→ **Reading text**
Search code examples
pythonpython-3.xcsvlarge-files

What is an appropriate choice to store very large files with python? .csv files truncated data in certain cells


I'm writing a python script for the data acquisition phase of my project and so far I've been storing data in .csv files. While I was reading data from a particular .csv file, I got the error:

syntaxError: EOL while scanning string literal

I took a look at the specific row in the file and and the data in the specific cell were truncated. I am using pandas to store dicts to csv and it never threw an error. I guess .csv will save itself no matter what, even if that means it will delete data without any warning.

I thought of changing to .xls. When the same row was being stored, an error came up saying (something along the lines of):

Max character length reached. Max character length per cell was ~32k.

Then I thought that it may just be an excel/libreoffice calc issue (I tried both) and they can't visualize the data in cell but they are actually there. So I tried printing the specific cell; data were indeed truncated. The specific cell contains a dict, whose values are float, int, boolean or string. However, all of them have been converted to strings.

My question is, is there a way to fix it without changing the file format?

In the case that I have to change the file format, what would be an appropriate choice to store very large files? I am thinking about hdf5.

In case you need more info, do let me know. Thank you!


Solution

  • There is a limit to fields size:

    csv.field_size_limit([new_limit])
    Returns the current maximum field size allowed by the parser. 
    If new_limit is given, this becomes the new limit.
    

    On my system (Python 3.8.0), I get:

    >>> import csv
    >>> csv.field_size_limit()
    131072
    

    which is exactly 128 kB.

    You could try to set the limit higher:

     csv.field_size_limit(your_new_limit)
    

    But maybe a different file format would be more adapted depending on what kind of data you store.

→ **Data section**
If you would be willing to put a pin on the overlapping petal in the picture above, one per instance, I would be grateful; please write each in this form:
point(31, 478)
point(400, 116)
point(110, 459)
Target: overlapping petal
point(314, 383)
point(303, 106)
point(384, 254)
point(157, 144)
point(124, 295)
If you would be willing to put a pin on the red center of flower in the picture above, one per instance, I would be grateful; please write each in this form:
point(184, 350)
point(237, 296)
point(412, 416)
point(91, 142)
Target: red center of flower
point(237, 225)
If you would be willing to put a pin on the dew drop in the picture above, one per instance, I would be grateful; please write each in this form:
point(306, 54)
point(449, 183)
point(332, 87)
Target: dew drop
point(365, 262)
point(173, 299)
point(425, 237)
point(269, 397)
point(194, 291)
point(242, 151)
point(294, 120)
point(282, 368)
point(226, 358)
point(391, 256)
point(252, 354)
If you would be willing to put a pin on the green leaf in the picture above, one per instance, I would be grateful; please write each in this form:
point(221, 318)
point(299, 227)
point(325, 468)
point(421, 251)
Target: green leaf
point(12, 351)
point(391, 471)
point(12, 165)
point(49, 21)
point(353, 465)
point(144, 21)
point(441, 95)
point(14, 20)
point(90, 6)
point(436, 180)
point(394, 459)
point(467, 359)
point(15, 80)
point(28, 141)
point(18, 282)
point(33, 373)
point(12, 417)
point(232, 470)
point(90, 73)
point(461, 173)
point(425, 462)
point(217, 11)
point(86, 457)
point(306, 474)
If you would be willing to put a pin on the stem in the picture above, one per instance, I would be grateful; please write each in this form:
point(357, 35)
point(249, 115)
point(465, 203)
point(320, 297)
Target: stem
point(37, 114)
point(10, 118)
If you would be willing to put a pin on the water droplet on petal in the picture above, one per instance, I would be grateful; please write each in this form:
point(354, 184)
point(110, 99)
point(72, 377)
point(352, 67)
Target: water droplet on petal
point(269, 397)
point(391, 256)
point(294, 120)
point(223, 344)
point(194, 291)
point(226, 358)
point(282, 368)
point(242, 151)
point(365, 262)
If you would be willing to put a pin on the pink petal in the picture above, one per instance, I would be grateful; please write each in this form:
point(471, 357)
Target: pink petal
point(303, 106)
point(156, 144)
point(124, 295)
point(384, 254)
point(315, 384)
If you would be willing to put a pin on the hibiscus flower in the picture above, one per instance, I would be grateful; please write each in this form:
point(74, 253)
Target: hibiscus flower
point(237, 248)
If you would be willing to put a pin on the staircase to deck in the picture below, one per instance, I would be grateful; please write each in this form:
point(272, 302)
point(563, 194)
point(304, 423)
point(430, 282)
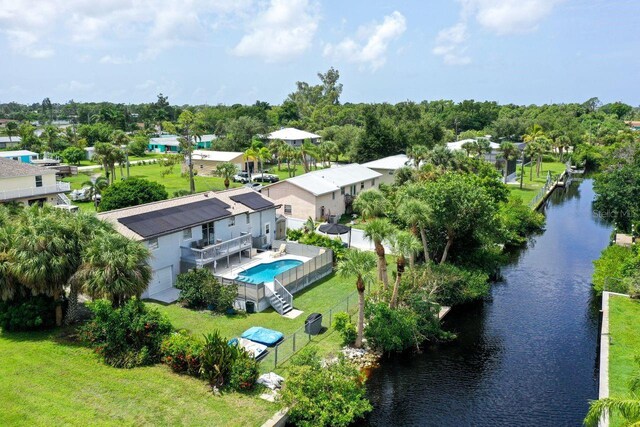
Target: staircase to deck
point(279, 297)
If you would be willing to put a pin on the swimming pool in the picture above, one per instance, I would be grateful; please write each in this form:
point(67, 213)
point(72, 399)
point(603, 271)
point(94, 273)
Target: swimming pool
point(267, 271)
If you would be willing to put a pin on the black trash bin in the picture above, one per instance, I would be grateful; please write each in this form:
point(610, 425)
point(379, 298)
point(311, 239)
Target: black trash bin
point(313, 324)
point(250, 306)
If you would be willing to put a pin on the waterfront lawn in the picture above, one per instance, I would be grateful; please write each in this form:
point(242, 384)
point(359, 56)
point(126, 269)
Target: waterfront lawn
point(531, 187)
point(172, 182)
point(48, 380)
point(624, 324)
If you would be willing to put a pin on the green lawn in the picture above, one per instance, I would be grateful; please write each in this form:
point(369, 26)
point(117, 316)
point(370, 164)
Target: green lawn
point(45, 380)
point(532, 186)
point(172, 182)
point(624, 324)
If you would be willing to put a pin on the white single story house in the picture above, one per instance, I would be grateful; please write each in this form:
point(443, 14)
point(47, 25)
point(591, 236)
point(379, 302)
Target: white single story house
point(199, 230)
point(205, 162)
point(387, 166)
point(22, 156)
point(294, 137)
point(322, 194)
point(6, 142)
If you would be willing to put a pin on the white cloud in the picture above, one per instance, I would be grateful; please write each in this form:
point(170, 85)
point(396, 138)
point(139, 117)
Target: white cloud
point(31, 27)
point(74, 86)
point(449, 45)
point(283, 30)
point(500, 17)
point(371, 42)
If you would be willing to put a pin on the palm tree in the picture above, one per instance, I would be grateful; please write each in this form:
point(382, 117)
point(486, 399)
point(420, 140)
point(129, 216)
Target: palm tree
point(370, 203)
point(308, 152)
point(114, 267)
point(95, 188)
point(277, 147)
point(226, 170)
point(509, 152)
point(378, 231)
point(360, 264)
point(12, 129)
point(416, 214)
point(404, 245)
point(40, 254)
point(629, 408)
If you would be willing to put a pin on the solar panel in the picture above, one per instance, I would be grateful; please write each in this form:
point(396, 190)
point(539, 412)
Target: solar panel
point(252, 200)
point(175, 218)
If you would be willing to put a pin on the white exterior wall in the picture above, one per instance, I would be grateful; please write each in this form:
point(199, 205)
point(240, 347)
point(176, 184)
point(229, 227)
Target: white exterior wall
point(169, 250)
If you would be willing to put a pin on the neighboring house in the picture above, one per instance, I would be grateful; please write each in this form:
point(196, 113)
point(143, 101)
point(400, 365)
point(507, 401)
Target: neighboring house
point(205, 162)
point(29, 184)
point(171, 144)
point(294, 137)
point(199, 230)
point(6, 142)
point(388, 166)
point(322, 194)
point(22, 156)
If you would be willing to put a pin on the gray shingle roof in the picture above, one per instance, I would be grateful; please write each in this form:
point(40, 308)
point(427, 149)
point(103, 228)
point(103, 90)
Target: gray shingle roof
point(11, 169)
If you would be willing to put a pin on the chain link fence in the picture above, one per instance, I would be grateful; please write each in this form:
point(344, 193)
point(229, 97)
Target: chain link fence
point(294, 342)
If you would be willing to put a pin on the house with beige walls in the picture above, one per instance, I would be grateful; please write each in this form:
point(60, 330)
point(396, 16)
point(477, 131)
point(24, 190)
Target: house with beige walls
point(205, 162)
point(322, 194)
point(29, 184)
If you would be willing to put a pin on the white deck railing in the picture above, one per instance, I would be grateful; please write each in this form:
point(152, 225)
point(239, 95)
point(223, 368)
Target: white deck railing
point(211, 253)
point(60, 187)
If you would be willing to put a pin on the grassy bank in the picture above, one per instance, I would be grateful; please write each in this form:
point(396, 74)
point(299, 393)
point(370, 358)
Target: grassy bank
point(172, 182)
point(531, 186)
point(45, 380)
point(624, 324)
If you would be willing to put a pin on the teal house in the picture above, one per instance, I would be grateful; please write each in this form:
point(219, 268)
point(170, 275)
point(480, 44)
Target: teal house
point(170, 143)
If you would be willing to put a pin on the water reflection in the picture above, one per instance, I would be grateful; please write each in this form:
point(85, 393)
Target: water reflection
point(526, 355)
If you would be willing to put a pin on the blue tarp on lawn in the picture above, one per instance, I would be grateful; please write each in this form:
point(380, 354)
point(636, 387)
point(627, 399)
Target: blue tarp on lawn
point(262, 335)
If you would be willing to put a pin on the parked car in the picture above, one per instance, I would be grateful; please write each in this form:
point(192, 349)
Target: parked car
point(254, 186)
point(242, 177)
point(266, 177)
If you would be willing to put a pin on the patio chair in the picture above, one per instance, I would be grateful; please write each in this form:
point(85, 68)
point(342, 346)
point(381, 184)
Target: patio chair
point(282, 250)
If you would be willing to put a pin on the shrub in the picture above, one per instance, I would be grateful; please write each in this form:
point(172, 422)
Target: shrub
point(128, 336)
point(391, 330)
point(27, 314)
point(333, 395)
point(345, 328)
point(244, 372)
point(217, 359)
point(131, 192)
point(200, 289)
point(181, 352)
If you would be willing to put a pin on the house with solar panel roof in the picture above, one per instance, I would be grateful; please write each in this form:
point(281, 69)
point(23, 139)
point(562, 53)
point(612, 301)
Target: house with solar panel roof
point(206, 230)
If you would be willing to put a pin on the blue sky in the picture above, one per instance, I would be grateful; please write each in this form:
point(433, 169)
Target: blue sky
point(239, 51)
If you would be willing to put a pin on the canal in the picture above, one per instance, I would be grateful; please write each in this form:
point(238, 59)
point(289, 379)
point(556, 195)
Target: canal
point(527, 354)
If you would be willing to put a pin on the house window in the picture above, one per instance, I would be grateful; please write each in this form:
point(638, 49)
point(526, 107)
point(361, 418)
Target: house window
point(186, 234)
point(153, 244)
point(208, 233)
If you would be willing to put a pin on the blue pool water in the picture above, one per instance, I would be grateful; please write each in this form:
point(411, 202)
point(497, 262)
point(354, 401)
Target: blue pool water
point(266, 272)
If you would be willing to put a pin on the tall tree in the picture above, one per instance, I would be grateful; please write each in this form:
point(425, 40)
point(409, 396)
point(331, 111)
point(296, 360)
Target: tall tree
point(404, 245)
point(359, 264)
point(379, 230)
point(115, 267)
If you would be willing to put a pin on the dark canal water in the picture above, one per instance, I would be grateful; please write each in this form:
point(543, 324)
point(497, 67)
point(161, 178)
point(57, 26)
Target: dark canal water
point(524, 357)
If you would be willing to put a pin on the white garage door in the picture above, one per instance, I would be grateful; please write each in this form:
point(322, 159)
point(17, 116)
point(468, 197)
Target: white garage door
point(162, 280)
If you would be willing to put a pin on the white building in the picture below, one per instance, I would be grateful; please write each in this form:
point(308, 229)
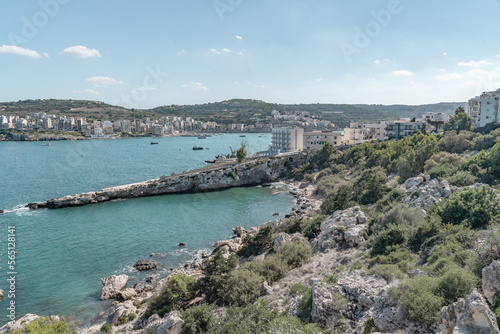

→ **Exercise details**
Reproduce the part of the forum thread from "csv.field_size_limit([new_limit])" to "the new limit." word for word. Answer using only the forum thread on storing large files with Python.

→ **Response**
csv.field_size_limit([new_limit])
    Returns the current maximum field size allowed by the parser. 
    If new_limit is given, this becomes the new limit.